**Task requirements:**
a) In the profile of Stan Abbott below, rewrite the paragraph that begins "In the latter part of 1933" in a shorter form that keeps its main facts.
b) Pull out each line of the rows below that contains the string "pointed".

**Source excerpt:**
National Park Service
Person of the Month

PERSON OF THE MONTH

This article first appeared in the Vol. 4 No. 11 (November 1981) edition of the Courier.

Stan Abbott — father of the Blue Ridge Parkway

In the latter part of 1933, the Hon. Harold L. Ickes, Secretary of the Interior, who was also President Roosevelt's Public Works Administrator, announced that he was allotting $16,000,000 in Public Works funds for the construction of a scenic highway to connect two still unestablished national parks, Shenandoah and Great Smoky Mountains. He gave direction of the project to the National Park Service.

He would have been a very good prophet indeed who would have predicted that within a year, the immediate boss of this unprecedented undertaking would be a young graduate of the School of Landscape Architecture at Cornell who had received his professional degree only three and a half years before becoming its resident landscape architect. He was Stanley W. Abbott, sent down from the staff of the Westchester County, N.Y. Park Commission. He was to be the eyes and ears of two experts from that commission who had been enlisted as consultants for the project. It was these experts—Jay Downer, chief engineer, and Gilmore D. Clarke, chief landscape architect—who were expected to give major direction to the design of that scenic highway, which was soon given parkway status.

**Recorded data:**
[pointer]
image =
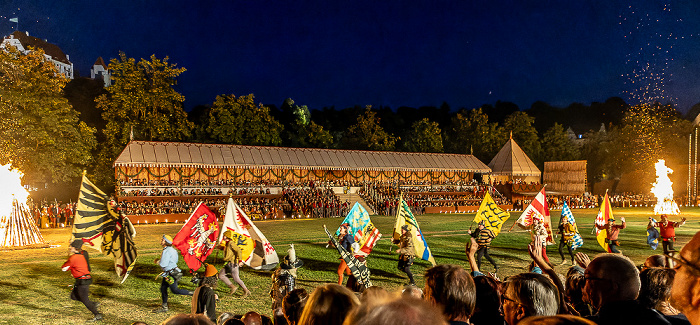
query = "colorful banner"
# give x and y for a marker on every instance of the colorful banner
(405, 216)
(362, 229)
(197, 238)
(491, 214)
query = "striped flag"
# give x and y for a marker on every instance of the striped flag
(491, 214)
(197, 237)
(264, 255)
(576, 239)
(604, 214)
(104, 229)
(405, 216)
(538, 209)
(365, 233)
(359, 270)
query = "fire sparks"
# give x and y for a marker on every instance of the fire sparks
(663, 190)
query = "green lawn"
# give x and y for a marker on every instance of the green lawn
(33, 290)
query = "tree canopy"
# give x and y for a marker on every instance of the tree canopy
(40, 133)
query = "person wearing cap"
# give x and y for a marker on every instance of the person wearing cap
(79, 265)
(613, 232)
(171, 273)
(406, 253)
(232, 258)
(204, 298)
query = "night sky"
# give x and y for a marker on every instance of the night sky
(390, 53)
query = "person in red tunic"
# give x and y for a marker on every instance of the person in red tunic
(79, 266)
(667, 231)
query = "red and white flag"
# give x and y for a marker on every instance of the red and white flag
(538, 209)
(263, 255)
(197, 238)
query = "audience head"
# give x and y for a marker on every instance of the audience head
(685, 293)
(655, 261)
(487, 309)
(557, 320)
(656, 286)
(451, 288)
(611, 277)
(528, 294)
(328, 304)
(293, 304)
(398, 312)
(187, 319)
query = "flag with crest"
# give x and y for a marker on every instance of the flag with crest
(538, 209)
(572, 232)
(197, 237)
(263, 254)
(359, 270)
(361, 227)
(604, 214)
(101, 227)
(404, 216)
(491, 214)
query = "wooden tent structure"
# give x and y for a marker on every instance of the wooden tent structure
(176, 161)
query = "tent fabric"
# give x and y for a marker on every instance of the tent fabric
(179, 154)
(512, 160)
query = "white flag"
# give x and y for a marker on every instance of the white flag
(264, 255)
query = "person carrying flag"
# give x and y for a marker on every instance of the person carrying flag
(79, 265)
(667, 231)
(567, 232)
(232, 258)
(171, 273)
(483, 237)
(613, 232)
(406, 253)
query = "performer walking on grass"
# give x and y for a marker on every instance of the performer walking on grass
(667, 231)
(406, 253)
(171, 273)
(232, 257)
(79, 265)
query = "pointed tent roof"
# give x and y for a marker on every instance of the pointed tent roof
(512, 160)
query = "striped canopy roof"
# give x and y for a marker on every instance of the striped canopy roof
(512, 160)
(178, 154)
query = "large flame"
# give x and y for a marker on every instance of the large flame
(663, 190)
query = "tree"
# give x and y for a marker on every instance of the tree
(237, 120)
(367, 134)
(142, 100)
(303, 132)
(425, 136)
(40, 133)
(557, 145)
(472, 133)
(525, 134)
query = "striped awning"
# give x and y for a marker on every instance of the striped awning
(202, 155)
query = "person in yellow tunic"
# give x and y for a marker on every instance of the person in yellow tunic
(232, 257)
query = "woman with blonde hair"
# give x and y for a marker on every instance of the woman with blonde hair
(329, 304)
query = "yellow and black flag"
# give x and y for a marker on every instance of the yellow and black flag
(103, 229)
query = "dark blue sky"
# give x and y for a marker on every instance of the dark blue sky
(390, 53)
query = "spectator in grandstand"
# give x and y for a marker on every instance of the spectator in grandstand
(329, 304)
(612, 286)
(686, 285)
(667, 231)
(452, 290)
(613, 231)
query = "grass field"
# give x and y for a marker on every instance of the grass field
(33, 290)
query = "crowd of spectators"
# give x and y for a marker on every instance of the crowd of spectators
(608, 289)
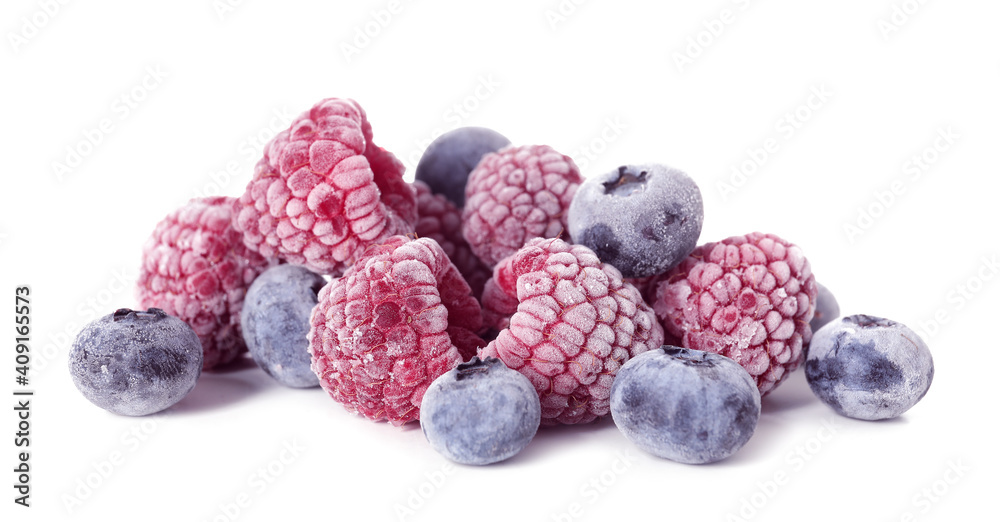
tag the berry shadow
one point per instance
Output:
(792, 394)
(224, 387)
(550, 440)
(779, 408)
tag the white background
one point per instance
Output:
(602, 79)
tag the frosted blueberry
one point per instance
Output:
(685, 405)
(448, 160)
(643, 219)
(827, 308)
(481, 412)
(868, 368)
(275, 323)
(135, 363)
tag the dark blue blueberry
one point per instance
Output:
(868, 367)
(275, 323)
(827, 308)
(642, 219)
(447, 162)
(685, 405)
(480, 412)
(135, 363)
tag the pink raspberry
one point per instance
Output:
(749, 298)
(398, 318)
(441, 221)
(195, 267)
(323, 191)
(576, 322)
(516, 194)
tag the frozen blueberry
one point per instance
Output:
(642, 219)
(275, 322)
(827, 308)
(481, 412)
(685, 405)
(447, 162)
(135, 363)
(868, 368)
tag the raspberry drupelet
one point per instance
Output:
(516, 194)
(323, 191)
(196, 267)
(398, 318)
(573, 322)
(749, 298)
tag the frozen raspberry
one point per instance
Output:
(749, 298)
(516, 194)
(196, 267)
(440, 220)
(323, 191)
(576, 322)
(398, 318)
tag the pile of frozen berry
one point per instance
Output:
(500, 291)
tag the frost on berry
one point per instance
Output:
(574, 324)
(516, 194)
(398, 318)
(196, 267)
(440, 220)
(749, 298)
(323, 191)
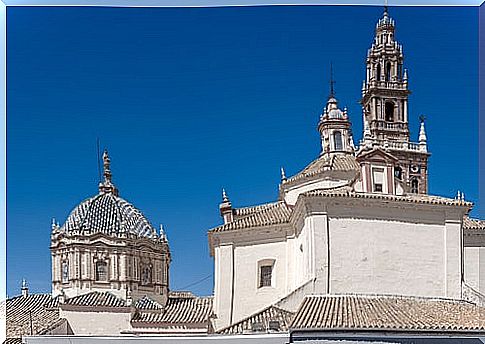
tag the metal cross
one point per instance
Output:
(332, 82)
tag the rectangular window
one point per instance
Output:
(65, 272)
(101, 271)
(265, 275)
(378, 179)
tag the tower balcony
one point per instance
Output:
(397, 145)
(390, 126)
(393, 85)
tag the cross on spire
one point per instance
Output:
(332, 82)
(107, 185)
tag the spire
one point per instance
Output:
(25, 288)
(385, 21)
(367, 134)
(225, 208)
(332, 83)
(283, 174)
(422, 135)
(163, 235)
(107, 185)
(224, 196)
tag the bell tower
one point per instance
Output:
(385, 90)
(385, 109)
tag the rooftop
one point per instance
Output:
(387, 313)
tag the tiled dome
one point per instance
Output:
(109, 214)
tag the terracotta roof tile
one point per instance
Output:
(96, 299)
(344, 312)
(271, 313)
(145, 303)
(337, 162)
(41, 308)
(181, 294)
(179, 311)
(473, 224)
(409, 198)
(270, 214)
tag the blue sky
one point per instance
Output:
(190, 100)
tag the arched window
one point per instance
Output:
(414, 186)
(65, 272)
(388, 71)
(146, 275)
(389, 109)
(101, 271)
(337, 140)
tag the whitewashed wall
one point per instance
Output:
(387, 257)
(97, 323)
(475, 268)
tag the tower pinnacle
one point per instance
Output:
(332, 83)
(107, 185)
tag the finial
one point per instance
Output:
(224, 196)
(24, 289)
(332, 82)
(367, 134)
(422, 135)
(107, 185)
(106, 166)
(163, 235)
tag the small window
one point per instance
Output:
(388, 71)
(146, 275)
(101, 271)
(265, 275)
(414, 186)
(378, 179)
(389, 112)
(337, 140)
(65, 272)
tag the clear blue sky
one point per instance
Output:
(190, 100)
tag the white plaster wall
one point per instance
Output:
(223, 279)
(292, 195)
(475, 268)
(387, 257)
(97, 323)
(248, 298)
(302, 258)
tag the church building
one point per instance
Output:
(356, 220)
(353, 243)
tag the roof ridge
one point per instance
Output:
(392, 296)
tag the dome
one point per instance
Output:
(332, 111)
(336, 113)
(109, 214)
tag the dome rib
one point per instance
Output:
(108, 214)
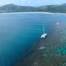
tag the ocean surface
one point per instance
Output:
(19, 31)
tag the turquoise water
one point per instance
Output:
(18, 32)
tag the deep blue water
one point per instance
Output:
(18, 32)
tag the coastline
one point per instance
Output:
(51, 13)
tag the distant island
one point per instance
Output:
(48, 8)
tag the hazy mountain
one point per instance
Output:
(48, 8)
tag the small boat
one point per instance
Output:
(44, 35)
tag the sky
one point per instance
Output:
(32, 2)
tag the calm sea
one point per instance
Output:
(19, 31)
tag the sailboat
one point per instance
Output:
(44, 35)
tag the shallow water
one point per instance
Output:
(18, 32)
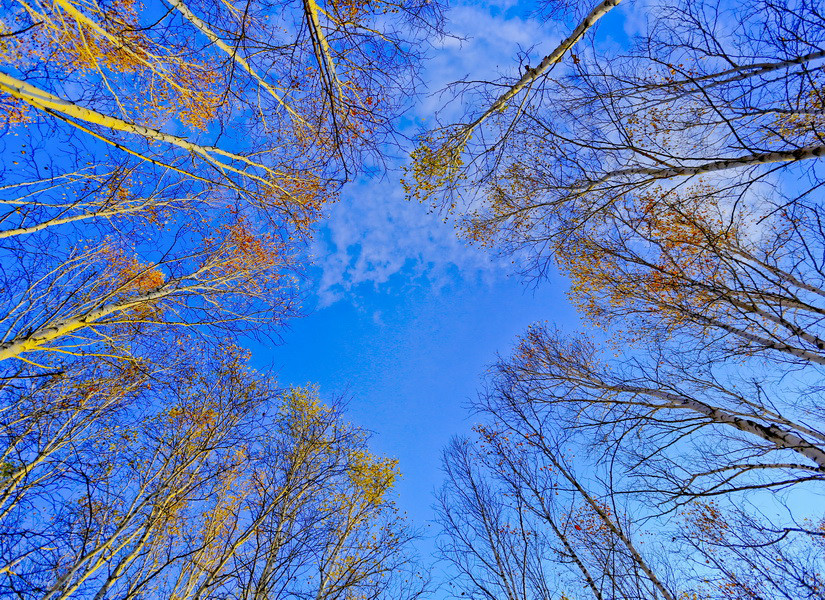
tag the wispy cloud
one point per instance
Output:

**Set of answers:**
a) In late 1933, Interior Secretary Harold L. Ickes, who was also President Roosevelt's Public Works Administrator, set aside $16,000,000 in Public Works funds to build a scenic highway. It would link Shenandoah and Great Smoky Mountains, two national parks not yet established. He placed the National Park Service in charge of the project.

b)
query = "pointed tent roof"
# give x and y for a marker on every instance of the pointed tent roof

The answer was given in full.